**Job**. Write out the lines below as a JSON list of strings, one string per line, and skip any blank lines.
Start Task material
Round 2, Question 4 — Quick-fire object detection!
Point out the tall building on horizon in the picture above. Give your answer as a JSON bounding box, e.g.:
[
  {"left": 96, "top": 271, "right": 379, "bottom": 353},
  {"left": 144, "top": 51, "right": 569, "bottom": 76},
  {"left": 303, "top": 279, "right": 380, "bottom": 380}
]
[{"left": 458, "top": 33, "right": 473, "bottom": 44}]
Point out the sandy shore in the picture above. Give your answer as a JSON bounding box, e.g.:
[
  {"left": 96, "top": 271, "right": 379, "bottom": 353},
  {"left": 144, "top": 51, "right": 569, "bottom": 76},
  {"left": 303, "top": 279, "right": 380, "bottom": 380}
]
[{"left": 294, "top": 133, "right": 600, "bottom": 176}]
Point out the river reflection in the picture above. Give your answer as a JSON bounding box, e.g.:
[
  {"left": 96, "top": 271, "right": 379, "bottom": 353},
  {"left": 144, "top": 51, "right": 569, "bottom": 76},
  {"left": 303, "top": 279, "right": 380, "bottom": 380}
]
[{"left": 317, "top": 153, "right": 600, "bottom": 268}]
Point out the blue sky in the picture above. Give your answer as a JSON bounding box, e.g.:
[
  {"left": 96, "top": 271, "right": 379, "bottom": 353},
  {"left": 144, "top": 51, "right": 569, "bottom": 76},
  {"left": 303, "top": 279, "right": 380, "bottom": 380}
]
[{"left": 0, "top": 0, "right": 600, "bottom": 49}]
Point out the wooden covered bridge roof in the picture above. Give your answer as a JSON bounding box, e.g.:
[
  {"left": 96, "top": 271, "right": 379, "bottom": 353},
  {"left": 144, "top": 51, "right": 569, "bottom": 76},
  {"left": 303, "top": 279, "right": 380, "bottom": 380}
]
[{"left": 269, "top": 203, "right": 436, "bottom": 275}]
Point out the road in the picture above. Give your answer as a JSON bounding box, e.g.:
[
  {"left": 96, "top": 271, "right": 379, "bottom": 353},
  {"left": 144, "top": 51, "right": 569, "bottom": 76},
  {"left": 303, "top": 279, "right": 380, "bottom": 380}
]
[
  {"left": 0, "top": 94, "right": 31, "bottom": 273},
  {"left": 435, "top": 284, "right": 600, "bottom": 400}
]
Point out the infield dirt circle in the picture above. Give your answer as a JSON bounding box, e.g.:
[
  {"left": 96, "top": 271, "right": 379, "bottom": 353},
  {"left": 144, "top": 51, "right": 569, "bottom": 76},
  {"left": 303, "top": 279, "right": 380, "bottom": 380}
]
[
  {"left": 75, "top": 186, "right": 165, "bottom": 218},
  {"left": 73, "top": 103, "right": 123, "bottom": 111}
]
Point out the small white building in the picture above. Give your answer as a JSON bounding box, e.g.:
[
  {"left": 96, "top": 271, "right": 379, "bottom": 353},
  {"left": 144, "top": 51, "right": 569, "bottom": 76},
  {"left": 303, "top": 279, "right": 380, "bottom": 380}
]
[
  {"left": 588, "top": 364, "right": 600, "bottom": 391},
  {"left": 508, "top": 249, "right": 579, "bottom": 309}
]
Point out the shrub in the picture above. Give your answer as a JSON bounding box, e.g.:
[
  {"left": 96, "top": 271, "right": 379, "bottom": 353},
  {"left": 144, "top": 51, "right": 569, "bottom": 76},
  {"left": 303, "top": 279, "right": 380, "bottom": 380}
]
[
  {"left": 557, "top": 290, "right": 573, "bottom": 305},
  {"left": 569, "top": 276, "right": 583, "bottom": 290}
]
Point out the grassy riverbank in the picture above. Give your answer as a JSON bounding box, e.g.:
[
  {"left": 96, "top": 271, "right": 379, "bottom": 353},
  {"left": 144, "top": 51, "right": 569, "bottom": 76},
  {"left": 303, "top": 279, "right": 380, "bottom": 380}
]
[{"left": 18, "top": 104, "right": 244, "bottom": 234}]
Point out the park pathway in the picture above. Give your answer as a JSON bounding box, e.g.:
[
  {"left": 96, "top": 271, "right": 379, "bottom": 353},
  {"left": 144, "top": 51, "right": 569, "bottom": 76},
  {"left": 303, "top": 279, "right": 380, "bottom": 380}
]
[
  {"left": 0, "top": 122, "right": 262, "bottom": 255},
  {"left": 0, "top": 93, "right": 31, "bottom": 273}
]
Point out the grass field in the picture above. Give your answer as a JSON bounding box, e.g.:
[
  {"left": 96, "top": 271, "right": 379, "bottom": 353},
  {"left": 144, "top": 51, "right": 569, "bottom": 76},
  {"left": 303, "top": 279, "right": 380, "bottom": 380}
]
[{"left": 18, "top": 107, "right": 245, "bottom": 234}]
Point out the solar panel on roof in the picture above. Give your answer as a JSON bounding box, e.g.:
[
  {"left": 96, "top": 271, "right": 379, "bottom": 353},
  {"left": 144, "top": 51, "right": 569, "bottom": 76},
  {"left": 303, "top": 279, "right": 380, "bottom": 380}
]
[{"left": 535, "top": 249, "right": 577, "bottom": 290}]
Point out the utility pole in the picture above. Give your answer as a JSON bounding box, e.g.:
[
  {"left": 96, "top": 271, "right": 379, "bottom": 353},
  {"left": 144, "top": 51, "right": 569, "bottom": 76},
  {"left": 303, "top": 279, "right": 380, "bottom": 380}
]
End Task material
**Completed exercise**.
[
  "Round 2, Question 4 — Quick-fire object detection!",
  "Point out the tall building on horizon in the picture above. Give your answer as a JSON bounding box, e.g.:",
  "[",
  "  {\"left\": 96, \"top\": 271, \"right\": 379, \"bottom\": 353},",
  "  {\"left\": 144, \"top\": 51, \"right\": 569, \"bottom\": 76},",
  "  {\"left\": 303, \"top\": 279, \"right\": 380, \"bottom\": 380}",
  "]",
  "[{\"left\": 458, \"top\": 33, \"right\": 473, \"bottom\": 44}]",
  "Point out the sandy shore in the picture above. Give your answer as a JSON bounding box, e.g.:",
  "[",
  "  {\"left\": 96, \"top\": 271, \"right\": 379, \"bottom\": 353},",
  "  {\"left\": 144, \"top\": 51, \"right\": 569, \"bottom\": 76},",
  "  {\"left\": 303, \"top\": 279, \"right\": 380, \"bottom\": 380}",
  "]",
  "[{\"left\": 294, \"top\": 133, \"right\": 600, \"bottom\": 176}]",
  "Point out the river reflection in the picture above. Give your answer as a JSON bounding box, e.g.:",
  "[",
  "  {\"left\": 96, \"top\": 271, \"right\": 379, \"bottom\": 353},",
  "  {\"left\": 144, \"top\": 51, \"right\": 569, \"bottom\": 76},",
  "  {\"left\": 303, \"top\": 279, \"right\": 380, \"bottom\": 380}",
  "]",
  "[{\"left\": 317, \"top\": 153, \"right\": 600, \"bottom\": 268}]",
  "Point out the blue sky in the picture above. Give your answer as a JSON bounding box, e.g.:",
  "[",
  "  {\"left\": 96, \"top\": 271, \"right\": 379, \"bottom\": 353},",
  "  {\"left\": 144, \"top\": 51, \"right\": 569, \"bottom\": 76},",
  "  {\"left\": 303, \"top\": 279, \"right\": 380, \"bottom\": 380}",
  "]",
  "[{\"left\": 0, \"top\": 0, \"right\": 600, \"bottom\": 49}]",
  "Point out the wooden covered bridge roof in the picture above. Give your answer as a JSON bounding box, e.g.:",
  "[",
  "  {\"left\": 96, \"top\": 271, \"right\": 379, \"bottom\": 353},",
  "  {\"left\": 144, \"top\": 51, \"right\": 569, \"bottom\": 76},",
  "  {\"left\": 303, \"top\": 279, \"right\": 380, \"bottom\": 380}",
  "]",
  "[{\"left\": 269, \"top\": 203, \"right\": 436, \"bottom\": 275}]",
  "Point out the road in the picture above. Give your answer as a JSON bounding box, e.g.:",
  "[",
  "  {\"left\": 96, \"top\": 271, \"right\": 379, \"bottom\": 353},",
  "  {\"left\": 144, \"top\": 51, \"right\": 569, \"bottom\": 76},",
  "  {\"left\": 303, \"top\": 279, \"right\": 380, \"bottom\": 380}",
  "]",
  "[",
  "  {\"left\": 0, \"top\": 94, \"right\": 31, \"bottom\": 273},",
  "  {\"left\": 435, \"top\": 284, \"right\": 600, \"bottom\": 400}",
  "]",
  "Point out the infield dirt circle in the picture above. Give your answer as a JSON bounding box, e.g.:",
  "[",
  "  {\"left\": 96, \"top\": 271, \"right\": 379, \"bottom\": 353},",
  "  {\"left\": 144, \"top\": 51, \"right\": 569, \"bottom\": 76},",
  "  {\"left\": 303, \"top\": 279, \"right\": 380, \"bottom\": 380}",
  "]",
  "[",
  "  {\"left\": 75, \"top\": 186, \"right\": 165, \"bottom\": 218},",
  "  {\"left\": 73, \"top\": 103, \"right\": 123, \"bottom\": 111}",
  "]",
  "Point out the small white building in the picture above. Give your answer as a JSON bounding box, e.g.:",
  "[",
  "  {\"left\": 96, \"top\": 271, \"right\": 379, \"bottom\": 353},",
  "  {\"left\": 144, \"top\": 51, \"right\": 569, \"bottom\": 76},",
  "  {\"left\": 303, \"top\": 279, \"right\": 380, \"bottom\": 380}",
  "]",
  "[",
  "  {\"left\": 588, \"top\": 364, \"right\": 600, \"bottom\": 391},",
  "  {\"left\": 508, \"top\": 249, \"right\": 579, \"bottom\": 309}",
  "]",
  "Point out the shrub in the picture above. Give your answer as a JSON bounding box, e.g.:",
  "[",
  "  {\"left\": 96, \"top\": 271, \"right\": 379, \"bottom\": 353},",
  "  {\"left\": 144, \"top\": 51, \"right\": 569, \"bottom\": 76},",
  "  {\"left\": 303, \"top\": 279, \"right\": 380, \"bottom\": 380}",
  "]",
  "[",
  "  {\"left\": 557, \"top\": 290, \"right\": 573, \"bottom\": 305},",
  "  {\"left\": 569, \"top\": 276, \"right\": 583, \"bottom\": 290}",
  "]",
  "Point out the grassy riverbank in the picture above. Give your answer as a JSON bounding box, e.g.:",
  "[",
  "  {\"left\": 96, \"top\": 271, \"right\": 379, \"bottom\": 353},",
  "  {\"left\": 144, \"top\": 51, \"right\": 569, \"bottom\": 76},",
  "  {\"left\": 303, \"top\": 279, \"right\": 380, \"bottom\": 380}",
  "]",
  "[{\"left\": 18, \"top\": 104, \"right\": 244, \"bottom\": 234}]",
  "Point out the park pathway in the picture above. Give your answer as a JSON bounding box, e.g.:",
  "[",
  "  {\"left\": 96, \"top\": 271, \"right\": 379, \"bottom\": 353},",
  "  {\"left\": 144, \"top\": 51, \"right\": 569, \"bottom\": 76},",
  "  {\"left\": 303, \"top\": 279, \"right\": 380, \"bottom\": 380}",
  "]",
  "[",
  "  {\"left\": 0, \"top\": 122, \"right\": 262, \"bottom\": 255},",
  "  {\"left\": 0, \"top\": 93, \"right\": 31, \"bottom\": 273}",
  "]",
  "Point out the grass field in the picture above. Give your answer as a JSON bounding box, e.g.:",
  "[",
  "  {\"left\": 96, \"top\": 271, \"right\": 379, \"bottom\": 353},",
  "  {\"left\": 144, \"top\": 51, \"right\": 569, \"bottom\": 76},",
  "  {\"left\": 303, \"top\": 279, \"right\": 380, \"bottom\": 380}",
  "]",
  "[{\"left\": 18, \"top\": 107, \"right\": 245, \"bottom\": 234}]",
  "Point out the solar panel on roof in the picture above. Give your answer as a JSON bounding box, e.g.:",
  "[",
  "  {\"left\": 96, \"top\": 271, \"right\": 379, \"bottom\": 353},",
  "  {\"left\": 144, \"top\": 51, \"right\": 569, \"bottom\": 76},",
  "  {\"left\": 303, \"top\": 279, \"right\": 380, \"bottom\": 380}",
  "]",
  "[{\"left\": 535, \"top\": 249, \"right\": 577, \"bottom\": 290}]",
  "Point out the utility pole in the picture above. Give your answer as a JSON bounding box, e.g.:",
  "[",
  "  {\"left\": 96, \"top\": 271, \"right\": 379, \"bottom\": 353},",
  "  {\"left\": 144, \"top\": 51, \"right\": 569, \"bottom\": 76},",
  "  {\"left\": 303, \"top\": 279, \"right\": 380, \"bottom\": 380}",
  "]"
]